Practice Management News

Sentara-Cone Health Merger Called Off Amid Consolidation Concerns

The canceled healthcare merger deal prompted a statement from North Carolina’s AG warning about hospital consolidation and its impact on prices.

Healthcare merger called off as stakeholders worry about hospital consolidation

Source: Getty Images

By Jacqueline LaPointe

- Sentara Healthcare and Cone Health have called off a planned healthcare merger after dozens of public comments poured in raising concerns about hospital consolidation and its impact on prices.

The health systems announced in a mutual statement yesterday that they would no longer move forward with the merger proposed in August of last year. The systems had been “working in earnest” to combine the organizations since early 2021.

The merger would have created a 17-hospital system with over $11 billion in assets.

“We appreciate the efforts of Sentara to work with Cone Health to determine whether an affiliation of our two high-performing organizations is in the best interest of those we serve,” Terry Akin, CEO of Cone Health, said in the statement. “Recently, in the final analysis, we mutually decided that we can best serve our communities by remaining independent organizations.”

“We have developed a high regard for the excellent services and outcomes Sentara delivers, and we expect both our organizations to continue to advance our common goals of providing outstanding care for our respective communities,” continued Akin.

(Text-to-region grounding data)
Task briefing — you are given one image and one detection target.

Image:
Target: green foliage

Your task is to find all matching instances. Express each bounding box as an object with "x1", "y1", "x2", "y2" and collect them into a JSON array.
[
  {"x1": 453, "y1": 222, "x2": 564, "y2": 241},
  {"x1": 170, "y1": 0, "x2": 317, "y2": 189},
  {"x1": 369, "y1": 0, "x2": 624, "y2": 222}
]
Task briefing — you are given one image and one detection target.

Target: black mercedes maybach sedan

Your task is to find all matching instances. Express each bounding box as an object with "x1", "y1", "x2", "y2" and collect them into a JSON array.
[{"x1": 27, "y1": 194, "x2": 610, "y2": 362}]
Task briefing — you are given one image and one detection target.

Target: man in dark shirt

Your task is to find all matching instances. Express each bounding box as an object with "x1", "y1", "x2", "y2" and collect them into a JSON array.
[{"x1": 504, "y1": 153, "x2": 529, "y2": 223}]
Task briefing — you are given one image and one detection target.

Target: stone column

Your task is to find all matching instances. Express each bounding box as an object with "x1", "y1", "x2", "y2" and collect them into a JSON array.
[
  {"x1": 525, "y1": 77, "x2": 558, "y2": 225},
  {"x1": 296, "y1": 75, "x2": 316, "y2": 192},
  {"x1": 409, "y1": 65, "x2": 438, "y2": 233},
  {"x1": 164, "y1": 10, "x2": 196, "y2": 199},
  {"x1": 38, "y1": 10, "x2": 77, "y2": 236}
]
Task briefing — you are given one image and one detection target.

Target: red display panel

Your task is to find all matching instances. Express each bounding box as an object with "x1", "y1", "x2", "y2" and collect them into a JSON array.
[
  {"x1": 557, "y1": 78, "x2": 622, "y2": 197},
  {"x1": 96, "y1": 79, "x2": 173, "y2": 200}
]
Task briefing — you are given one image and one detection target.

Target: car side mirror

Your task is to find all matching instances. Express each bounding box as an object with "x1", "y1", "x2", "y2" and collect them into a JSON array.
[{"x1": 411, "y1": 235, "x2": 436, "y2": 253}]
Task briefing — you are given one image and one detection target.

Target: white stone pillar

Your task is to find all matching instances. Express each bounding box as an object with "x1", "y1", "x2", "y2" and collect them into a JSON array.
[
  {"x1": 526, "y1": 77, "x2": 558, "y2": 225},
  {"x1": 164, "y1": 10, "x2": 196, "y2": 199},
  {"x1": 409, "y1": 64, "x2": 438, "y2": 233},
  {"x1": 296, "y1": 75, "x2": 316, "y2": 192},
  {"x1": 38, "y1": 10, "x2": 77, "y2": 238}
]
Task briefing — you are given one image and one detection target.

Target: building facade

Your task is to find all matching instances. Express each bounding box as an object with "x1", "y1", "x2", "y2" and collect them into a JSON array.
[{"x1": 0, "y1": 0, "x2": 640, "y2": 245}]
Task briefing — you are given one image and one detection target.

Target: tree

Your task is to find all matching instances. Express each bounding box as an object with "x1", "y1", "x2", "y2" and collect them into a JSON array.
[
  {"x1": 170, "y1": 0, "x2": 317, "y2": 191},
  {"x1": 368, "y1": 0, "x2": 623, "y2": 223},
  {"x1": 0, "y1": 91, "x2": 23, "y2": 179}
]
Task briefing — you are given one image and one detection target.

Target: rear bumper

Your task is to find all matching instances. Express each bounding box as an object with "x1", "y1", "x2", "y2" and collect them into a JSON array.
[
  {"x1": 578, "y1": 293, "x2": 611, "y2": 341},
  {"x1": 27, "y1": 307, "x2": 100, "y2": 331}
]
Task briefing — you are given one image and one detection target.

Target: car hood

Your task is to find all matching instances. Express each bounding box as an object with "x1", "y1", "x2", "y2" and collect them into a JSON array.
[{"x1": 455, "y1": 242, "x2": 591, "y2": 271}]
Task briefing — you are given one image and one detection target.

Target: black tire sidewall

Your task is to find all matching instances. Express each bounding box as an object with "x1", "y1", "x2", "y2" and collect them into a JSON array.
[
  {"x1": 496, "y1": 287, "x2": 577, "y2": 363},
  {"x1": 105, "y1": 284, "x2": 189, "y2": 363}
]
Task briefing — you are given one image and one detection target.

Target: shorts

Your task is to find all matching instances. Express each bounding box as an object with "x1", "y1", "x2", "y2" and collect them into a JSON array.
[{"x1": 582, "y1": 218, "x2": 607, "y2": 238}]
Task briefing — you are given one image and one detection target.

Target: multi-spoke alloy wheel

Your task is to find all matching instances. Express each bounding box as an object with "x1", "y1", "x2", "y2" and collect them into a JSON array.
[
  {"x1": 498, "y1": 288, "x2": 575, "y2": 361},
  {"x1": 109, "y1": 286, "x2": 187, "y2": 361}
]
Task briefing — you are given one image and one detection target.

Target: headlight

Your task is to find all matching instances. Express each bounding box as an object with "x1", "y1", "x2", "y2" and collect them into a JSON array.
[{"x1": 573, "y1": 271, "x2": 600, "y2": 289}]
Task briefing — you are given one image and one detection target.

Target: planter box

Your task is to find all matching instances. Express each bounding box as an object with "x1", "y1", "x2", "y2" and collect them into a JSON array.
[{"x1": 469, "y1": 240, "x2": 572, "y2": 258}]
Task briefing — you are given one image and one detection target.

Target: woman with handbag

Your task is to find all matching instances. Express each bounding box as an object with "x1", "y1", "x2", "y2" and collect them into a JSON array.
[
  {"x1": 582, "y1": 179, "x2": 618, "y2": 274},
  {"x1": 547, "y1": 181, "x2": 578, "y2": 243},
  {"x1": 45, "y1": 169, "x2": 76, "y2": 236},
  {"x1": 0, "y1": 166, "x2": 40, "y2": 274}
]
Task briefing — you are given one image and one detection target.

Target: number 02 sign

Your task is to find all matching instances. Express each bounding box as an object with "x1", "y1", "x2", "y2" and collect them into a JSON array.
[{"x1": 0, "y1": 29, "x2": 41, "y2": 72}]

* [COMPLETE THE FOLLOWING]
1) Quote the article about the Sentara-Cone Health merger, the stretch from "Source: Getty Images" through "since early 2021.".
2) Continue the article about the canceled Sentara-Cone Health merger from the point where it stops.
The material above is separate from the news article and stands on its own.

* [ANSWERS TO THIS EXERCISE]
1)
Source: Getty Images

By Jacqueline LaPointe

- Sentara Healthcare and Cone Health have called off a planned healthcare merger after dozens of public comments poured in raising concerns about hospital consolidation and its impact on prices.

The health systems announced in a mutual statement yesterday that they would no longer move forward with the merger proposed in August of last year. The systems had been “working in earnest” to combine the organizations since early 2021.

2)
The healthcare merger deal between Greensboro, North Carolina-based Cone Health and Sentara, which is headquartered in Virginia but serves communities in North Carolina, has been a hot button issue in North Carolina. Over 50 people submitted comments to the state’s attorney general’s office earlier this year, with some opposing the proposed merger over worries about higher costs and less access to care.

“Please do not approve this merger. Cone Health is too big already and needs to be broken down, not merged bigger, or more powerful,” stated one commenter who is a registered nurse. Another healthcare provider also opposed the merger, arguing that a Virginia-based health system will not serve North Carolina communities appropriately.

The mutual statement from Cone Health and Sentara did not attribute the deterioration of the merger plans to criticisms about potentially higher prices and reduced competition in the Greensboro area.

But shortly after Sentara and Cone Health announced the end of the merger deal, North Carolina Attorney General Josh Stein released his own statement warning about the cost implications of hospital consolidation.

“Bigger doesn’t always mean better. In fact, it often means worse and more expensive,” Stein stated. “My office takes its role in scrutinizing proposed combinations seriously, and we were in the midst of conducting a thorough review of the Cone/Sentara affiliation. I encourage all hospital directors to be certain that consolidation is actually in the interest of the patients and communities they serve before pursuing it.”

North Carolina has experienced a “wave of hospital consolidations,” Stein added referring to recent merger and acquisition deals between HCA Healthcare and Mission Health, Novant Health and New Hanover Regional Medical Center, and Wake Forest Baptist Health and Atrium Health.

Hospital consolidations “drive up already inordinate [healthcare] costs,” Stein said.

Just last year, the Medicare Payment Advisory Commission (MedPAC) reviewed research on hospital consolidation and concluded that the “preponderance of evidence suggests that hospital consolidation leads to higher prices.”

The data continues to point to findings from a landmark 2015 study of data from employer-sponsored health plans. The study found that hospitals without competitors within a 15-mile radius have prices that were 12 percent higher versus hospitals in markets with four or more competitors.

More recently, an analysis published in NEJM also found that consolidation is also not associated with better quality of care, underscoring a major problem with rising hospital prices.